_Excerpt from a dataset_

--

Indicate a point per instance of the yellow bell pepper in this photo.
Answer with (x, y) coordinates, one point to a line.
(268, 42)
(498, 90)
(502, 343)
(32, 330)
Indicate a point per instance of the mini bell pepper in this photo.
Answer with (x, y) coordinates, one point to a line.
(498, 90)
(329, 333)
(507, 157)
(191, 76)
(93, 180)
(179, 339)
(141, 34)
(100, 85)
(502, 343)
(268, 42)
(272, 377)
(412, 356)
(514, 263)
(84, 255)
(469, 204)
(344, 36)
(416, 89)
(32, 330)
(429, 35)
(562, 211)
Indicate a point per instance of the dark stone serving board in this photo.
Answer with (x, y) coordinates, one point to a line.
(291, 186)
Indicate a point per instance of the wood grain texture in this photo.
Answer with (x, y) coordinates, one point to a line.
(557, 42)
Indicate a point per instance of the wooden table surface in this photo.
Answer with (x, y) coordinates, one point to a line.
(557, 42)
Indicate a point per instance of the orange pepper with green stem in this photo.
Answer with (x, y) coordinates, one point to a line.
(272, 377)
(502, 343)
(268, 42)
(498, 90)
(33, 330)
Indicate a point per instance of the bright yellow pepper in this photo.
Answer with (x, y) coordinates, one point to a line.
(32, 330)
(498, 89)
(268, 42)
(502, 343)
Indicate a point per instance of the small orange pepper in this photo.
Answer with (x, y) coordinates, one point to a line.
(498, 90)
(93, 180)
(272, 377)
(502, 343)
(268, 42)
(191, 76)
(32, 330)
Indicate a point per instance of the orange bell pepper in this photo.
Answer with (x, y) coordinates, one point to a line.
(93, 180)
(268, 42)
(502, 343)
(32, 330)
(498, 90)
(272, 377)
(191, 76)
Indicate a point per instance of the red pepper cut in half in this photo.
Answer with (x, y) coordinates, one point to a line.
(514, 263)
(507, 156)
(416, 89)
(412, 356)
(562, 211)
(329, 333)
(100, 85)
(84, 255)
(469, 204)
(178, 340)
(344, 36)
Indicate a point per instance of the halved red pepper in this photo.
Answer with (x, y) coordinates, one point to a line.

--

_Goal of the exercise_
Turn the lines above into a JSON list of strings, one string per line, leaving out any blank lines.

_Worked solution_
[
  "Indicate a point per instance of the yellow bell pepper in this photo.",
  "Answer with (x, y) coordinates, one point to a line.",
  "(268, 42)",
  "(498, 90)",
  "(502, 343)",
  "(32, 330)",
  "Indicate a point per instance of the mini bell pepper in this photo.",
  "Answer with (x, y) coordinates, one point to a line.",
  "(498, 90)",
  "(329, 333)",
  "(507, 157)",
  "(191, 76)",
  "(93, 180)",
  "(179, 339)",
  "(141, 34)",
  "(100, 85)",
  "(502, 343)",
  "(268, 42)",
  "(272, 377)",
  "(412, 356)",
  "(514, 263)",
  "(84, 255)",
  "(469, 204)",
  "(344, 36)",
  "(416, 89)",
  "(32, 330)",
  "(429, 35)",
  "(562, 211)",
  "Indicate a point per instance of the dark stone serving board in this photo.",
  "Answer with (x, y) coordinates, one point to a line.",
  "(291, 186)",
  "Indicate a point per instance of the wood grain texture in this photo.",
  "Answer with (x, y) coordinates, one point to a line.",
  "(557, 42)",
  "Indicate a point per instance of the wooden table surface in this photo.",
  "Answer with (x, y) coordinates, one point to a line.",
  "(557, 42)",
  "Indicate a point per instance of the orange pepper with green stem in this photo.",
  "Answer with (x, y) coordinates, one point to a line.",
  "(272, 377)",
  "(502, 343)",
  "(268, 42)",
  "(498, 90)",
  "(33, 330)",
  "Indicate a point per instance of the bright yellow pepper in this photo.",
  "Answer with (x, y) coordinates, one point to a line.",
  "(32, 330)",
  "(498, 89)",
  "(268, 42)",
  "(502, 343)",
  "Indicate a point per instance of the small orange pepper in this photo.",
  "Answer with (x, y) coordinates, one point to a line.",
  "(498, 90)",
  "(93, 180)",
  "(272, 377)",
  "(502, 343)",
  "(268, 42)",
  "(191, 76)",
  "(32, 330)",
  "Indicate a point per instance of the orange bell pepper in this photo.",
  "Answer with (x, y) coordinates, one point to a line.",
  "(93, 180)",
  "(268, 42)",
  "(502, 343)",
  "(32, 330)",
  "(498, 90)",
  "(272, 377)",
  "(191, 76)",
  "Indicate a point per instance of the red pepper cut in half in this photo.",
  "Answer with (x, y) coordinates, one point to a line.",
  "(514, 263)",
  "(507, 156)",
  "(416, 89)",
  "(412, 356)",
  "(562, 211)",
  "(329, 333)",
  "(100, 85)",
  "(84, 255)",
  "(469, 204)",
  "(178, 340)",
  "(344, 36)",
  "Indicate a point per instance of the halved red pepper in this photo.",
  "Answer with (x, y) coordinates, one point to a line."
]